Activity: From the top of the entries below through the line containing "Target: rear tail light", return every line exactly as written, please, and stop there.

Records for processing:
((
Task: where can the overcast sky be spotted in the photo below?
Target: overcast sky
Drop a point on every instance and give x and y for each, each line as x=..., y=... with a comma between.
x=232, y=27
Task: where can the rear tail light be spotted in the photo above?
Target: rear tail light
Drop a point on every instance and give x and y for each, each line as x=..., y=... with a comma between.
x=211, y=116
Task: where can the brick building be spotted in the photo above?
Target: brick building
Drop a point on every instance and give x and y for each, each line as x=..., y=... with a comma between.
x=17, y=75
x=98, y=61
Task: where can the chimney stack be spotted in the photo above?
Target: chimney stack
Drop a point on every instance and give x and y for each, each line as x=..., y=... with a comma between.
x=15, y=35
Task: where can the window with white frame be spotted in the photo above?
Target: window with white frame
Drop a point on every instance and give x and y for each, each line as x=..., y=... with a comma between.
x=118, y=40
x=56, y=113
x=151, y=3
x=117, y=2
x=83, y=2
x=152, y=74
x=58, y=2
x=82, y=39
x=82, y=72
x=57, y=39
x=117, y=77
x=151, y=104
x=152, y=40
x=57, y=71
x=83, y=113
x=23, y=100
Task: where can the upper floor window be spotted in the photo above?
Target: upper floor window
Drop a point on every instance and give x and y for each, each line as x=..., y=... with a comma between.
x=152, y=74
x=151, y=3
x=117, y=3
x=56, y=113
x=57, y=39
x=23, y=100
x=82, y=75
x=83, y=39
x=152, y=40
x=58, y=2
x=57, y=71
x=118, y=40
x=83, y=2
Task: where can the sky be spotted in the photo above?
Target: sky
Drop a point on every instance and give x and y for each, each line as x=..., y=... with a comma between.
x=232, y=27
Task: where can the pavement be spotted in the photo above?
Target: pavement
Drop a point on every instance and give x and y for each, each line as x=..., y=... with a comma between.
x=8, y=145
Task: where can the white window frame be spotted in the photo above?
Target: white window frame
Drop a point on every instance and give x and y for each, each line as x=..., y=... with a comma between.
))
Answer for the task:
Task: where can the overcast sky be spotted in the photo below?
Target: overcast sky
Drop a point on every instance and give x and y for each, each line as x=..., y=... with a comma between.
x=232, y=27
Task: where can the rear tail light be spotted in the photo above?
Target: rear tail light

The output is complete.